(Task to carry out):
In the listing below, find the line that contains "Target: mountain ridge" and the line that contains "Task: put a point on every instance of the dark". Quote both and every line between them, exactly, and nothing more.

(Entries supplied):
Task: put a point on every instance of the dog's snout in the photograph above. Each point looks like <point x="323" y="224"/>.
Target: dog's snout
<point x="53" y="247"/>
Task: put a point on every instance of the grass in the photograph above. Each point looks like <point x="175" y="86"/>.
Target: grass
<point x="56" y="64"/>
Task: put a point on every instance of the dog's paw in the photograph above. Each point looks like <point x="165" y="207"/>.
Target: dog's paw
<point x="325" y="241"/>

* * *

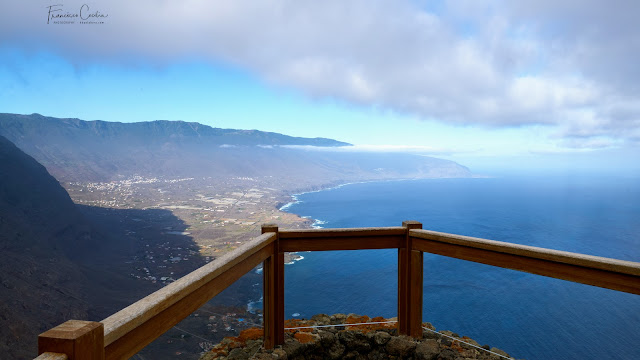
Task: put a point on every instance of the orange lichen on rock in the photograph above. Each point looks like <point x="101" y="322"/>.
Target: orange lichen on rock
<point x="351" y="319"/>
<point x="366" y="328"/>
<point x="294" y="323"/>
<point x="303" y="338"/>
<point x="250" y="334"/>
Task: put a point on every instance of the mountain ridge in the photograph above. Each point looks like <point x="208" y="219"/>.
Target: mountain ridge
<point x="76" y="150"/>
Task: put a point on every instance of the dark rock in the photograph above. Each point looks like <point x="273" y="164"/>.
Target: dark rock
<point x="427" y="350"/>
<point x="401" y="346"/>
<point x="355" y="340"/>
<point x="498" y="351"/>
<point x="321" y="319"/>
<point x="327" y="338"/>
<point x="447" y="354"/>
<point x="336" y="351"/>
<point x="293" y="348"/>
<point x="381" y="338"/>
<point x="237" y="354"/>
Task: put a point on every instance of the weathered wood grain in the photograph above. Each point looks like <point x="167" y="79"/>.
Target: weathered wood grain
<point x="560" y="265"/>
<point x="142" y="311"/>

(Your response):
Target: mountain ridge
<point x="76" y="150"/>
Task: put a point on every instance of the dark rock in the photograph above. Each point looks like <point x="273" y="164"/>.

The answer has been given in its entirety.